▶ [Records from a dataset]
────────────────────────────────────────

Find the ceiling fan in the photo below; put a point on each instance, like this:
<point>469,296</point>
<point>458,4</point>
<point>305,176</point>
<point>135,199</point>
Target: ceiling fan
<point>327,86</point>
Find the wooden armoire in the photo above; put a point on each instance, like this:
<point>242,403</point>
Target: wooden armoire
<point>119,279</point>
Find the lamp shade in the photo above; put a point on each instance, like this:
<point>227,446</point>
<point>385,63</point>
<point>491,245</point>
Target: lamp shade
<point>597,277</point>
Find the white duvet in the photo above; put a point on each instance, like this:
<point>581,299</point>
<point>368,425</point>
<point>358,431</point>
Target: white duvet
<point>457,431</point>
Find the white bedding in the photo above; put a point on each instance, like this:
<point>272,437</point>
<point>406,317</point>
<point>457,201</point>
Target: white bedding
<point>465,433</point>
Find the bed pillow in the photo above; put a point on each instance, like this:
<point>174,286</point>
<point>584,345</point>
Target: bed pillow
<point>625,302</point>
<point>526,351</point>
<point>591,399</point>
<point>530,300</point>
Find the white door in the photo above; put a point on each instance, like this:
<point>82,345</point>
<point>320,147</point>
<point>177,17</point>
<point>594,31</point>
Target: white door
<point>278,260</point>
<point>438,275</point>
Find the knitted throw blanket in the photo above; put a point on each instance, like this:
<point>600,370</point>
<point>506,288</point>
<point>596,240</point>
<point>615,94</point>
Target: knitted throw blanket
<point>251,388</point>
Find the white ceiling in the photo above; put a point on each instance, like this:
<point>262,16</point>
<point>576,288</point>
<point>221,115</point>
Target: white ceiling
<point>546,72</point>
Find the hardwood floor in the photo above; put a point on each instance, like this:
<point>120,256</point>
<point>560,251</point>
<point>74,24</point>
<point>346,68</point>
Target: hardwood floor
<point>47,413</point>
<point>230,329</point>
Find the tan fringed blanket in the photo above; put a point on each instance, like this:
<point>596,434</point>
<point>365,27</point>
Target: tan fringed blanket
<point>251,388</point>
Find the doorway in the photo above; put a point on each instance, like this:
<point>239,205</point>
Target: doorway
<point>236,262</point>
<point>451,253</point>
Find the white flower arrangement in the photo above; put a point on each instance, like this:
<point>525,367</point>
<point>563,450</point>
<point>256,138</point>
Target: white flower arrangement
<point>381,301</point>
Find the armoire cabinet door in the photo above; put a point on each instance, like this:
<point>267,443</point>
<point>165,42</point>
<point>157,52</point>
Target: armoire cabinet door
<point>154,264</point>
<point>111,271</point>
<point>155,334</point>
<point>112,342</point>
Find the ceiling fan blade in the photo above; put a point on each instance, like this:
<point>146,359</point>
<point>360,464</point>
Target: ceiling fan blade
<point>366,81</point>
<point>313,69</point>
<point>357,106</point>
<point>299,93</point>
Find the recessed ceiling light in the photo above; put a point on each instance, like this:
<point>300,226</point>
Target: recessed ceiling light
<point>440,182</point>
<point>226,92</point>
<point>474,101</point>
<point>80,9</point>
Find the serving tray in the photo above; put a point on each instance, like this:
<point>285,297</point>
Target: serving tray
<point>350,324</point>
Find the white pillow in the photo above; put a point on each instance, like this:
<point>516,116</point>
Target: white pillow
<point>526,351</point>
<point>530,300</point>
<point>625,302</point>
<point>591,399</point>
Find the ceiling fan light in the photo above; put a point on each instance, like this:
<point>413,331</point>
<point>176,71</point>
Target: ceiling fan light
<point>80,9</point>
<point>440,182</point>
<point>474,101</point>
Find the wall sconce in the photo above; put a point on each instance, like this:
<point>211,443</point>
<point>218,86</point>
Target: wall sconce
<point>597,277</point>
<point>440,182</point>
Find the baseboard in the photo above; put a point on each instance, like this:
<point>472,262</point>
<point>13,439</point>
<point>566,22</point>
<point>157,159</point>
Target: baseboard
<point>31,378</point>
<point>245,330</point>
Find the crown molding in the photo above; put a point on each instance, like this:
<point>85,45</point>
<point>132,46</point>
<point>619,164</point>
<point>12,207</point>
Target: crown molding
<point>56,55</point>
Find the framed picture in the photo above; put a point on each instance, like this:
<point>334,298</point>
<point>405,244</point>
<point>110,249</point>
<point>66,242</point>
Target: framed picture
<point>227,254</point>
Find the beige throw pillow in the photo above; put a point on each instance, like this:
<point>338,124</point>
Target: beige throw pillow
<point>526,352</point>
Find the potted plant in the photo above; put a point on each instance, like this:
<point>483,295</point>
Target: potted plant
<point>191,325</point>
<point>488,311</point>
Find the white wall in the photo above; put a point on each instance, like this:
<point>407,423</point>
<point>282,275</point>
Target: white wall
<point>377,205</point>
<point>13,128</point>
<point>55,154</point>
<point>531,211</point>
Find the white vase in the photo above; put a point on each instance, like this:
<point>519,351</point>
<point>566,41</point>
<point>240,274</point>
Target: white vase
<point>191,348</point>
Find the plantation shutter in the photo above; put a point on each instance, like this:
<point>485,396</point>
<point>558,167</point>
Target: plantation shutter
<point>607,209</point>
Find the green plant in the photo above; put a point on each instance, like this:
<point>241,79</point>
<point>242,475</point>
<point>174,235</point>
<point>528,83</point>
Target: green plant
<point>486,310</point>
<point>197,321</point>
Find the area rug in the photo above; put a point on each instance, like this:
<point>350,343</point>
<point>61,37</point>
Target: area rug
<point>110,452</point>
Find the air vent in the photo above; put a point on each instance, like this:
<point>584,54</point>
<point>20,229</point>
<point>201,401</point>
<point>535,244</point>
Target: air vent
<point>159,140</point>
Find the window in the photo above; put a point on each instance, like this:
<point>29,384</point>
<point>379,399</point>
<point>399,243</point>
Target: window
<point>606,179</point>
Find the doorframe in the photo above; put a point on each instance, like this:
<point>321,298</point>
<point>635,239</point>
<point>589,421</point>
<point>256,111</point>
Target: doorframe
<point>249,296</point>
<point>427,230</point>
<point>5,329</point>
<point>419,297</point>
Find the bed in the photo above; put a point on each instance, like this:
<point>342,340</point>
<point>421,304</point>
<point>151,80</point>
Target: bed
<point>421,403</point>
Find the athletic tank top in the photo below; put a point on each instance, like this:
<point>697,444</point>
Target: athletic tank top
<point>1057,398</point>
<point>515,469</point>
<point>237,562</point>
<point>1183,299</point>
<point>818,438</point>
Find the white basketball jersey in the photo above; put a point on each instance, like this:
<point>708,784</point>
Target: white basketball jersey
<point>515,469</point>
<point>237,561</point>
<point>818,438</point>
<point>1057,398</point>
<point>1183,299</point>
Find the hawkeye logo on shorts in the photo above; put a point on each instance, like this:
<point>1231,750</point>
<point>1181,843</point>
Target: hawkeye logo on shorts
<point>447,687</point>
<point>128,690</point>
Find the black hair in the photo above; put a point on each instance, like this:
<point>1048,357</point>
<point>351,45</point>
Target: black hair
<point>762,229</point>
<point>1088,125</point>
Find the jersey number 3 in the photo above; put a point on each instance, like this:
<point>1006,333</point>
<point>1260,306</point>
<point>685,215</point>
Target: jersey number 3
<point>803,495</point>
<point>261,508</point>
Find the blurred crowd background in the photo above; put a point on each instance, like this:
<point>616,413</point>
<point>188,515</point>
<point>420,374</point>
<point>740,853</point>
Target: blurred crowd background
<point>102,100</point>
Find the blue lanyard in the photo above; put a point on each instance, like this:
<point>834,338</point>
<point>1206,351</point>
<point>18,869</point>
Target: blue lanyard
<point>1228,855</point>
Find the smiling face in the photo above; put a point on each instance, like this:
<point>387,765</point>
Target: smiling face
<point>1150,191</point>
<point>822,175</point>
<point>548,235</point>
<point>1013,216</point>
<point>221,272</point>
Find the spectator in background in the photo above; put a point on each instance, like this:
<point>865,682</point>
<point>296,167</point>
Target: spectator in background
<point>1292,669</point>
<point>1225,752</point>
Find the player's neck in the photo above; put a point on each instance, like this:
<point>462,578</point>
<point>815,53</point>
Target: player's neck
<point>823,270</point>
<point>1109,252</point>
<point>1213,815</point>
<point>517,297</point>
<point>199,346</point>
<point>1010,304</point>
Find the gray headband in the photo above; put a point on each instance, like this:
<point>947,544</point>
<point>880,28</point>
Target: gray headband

────────────────────────────────────────

▶ [Written instruction] Rewrite the lines between the one holding "Find the beige" and the one holding "<point>531,211</point>", inclusive. Move every coordinate in the answer points by -110, and leave everything else unchanged, including the sample points.

▶ [Answer for this exercise]
Find the beige throw pillow in the photo above; put a point on each instance, like this:
<point>338,124</point>
Target: beige throw pillow
<point>416,242</point>
Find the potted plant in the photo above; put a point on each instance, like this:
<point>483,295</point>
Target: potted plant
<point>81,215</point>
<point>378,201</point>
Find the white wall in the photo above; put a point on each instance, like this:
<point>407,423</point>
<point>282,275</point>
Target: white wall
<point>267,95</point>
<point>-97,18</point>
<point>-55,44</point>
<point>421,101</point>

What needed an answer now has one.